Task directions
Rewrite every entry below, swapping "single pin" for "single marker" wherever it occurs and keeping everything else the same.

----- Working data -----

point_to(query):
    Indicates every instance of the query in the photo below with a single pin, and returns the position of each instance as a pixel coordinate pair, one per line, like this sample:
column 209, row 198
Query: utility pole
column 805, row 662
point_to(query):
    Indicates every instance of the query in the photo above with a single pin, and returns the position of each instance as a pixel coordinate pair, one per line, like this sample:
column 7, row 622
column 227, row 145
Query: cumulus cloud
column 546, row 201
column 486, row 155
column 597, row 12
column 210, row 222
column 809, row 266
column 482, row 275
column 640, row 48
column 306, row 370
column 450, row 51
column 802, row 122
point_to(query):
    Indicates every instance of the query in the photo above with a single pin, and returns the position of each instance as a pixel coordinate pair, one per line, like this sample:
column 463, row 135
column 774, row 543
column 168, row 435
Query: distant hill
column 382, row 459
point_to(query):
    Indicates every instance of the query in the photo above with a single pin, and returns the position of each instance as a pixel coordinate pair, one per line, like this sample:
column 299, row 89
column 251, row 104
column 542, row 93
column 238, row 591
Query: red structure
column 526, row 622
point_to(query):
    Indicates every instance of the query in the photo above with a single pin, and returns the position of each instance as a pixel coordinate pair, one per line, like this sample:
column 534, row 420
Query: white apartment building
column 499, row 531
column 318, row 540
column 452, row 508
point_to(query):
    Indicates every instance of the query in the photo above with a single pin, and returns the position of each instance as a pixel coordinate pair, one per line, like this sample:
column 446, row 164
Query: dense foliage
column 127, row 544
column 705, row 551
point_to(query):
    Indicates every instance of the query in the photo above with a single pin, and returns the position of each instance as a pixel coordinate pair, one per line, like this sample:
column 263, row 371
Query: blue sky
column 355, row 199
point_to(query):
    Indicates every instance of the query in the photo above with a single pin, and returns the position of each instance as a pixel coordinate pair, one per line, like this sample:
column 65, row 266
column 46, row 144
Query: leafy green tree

-----

Response
point_to(query):
    Indicates every instance of the query in the photo below with a single marker, and returns the position of each instance as a pixel coordinate pair, one per line, like this sample:
column 209, row 198
Query: utility pole
column 805, row 662
point_to(query):
    Indicates every instance of the query in the photo above with a single marker, and returns the position of each instance as a pixel coordinate pair, one per line, like this sample:
column 7, row 622
column 227, row 145
Query: cumulus cloud
column 546, row 201
column 486, row 155
column 597, row 12
column 210, row 222
column 809, row 266
column 482, row 275
column 640, row 48
column 306, row 370
column 450, row 51
column 802, row 122
point_to(query):
    Indicates every instance of the query in the photo above with a single marker, and returns the position of each instance as a pixel coordinate pair, one per line, like this sample:
column 463, row 135
column 774, row 543
column 168, row 435
Query: distant hill
column 382, row 459
point_to(query):
    Indicates every instance of the query in the photo above with a single marker, and returns the position of each instance as a pixel coordinate pair, one per line, like this sample:
column 299, row 89
column 251, row 104
column 542, row 93
column 238, row 591
Query: red structure
column 526, row 622
point_to(query):
    Indicates every instance of the query in the photo above with a single marker, and returns the position of each instance as a pixel coordinate pair, one per line, like this sample:
column 534, row 420
Query: white apartment building
column 499, row 531
column 318, row 540
column 452, row 508
point_to(query):
    Indicates every instance of the query in the photo above with a single marker, and returns the position of each instance as a pixel coordinate pair, one per line, like this sample:
column 446, row 164
Query: dense foliage
column 127, row 544
column 705, row 551
point_to(query):
    Indicates every instance of the query in the photo above with a single marker, and returns the position of each instance as a pixel coordinate pair, one per line, like this sample:
column 263, row 371
Query: blue sky
column 355, row 199
point_to(query):
    Indicates every instance of the query in the photo above with a single marker, and returns the position of each instance as a pixel coordinate pair, one per line, like this sample:
column 65, row 266
column 46, row 144
Query: leafy green tree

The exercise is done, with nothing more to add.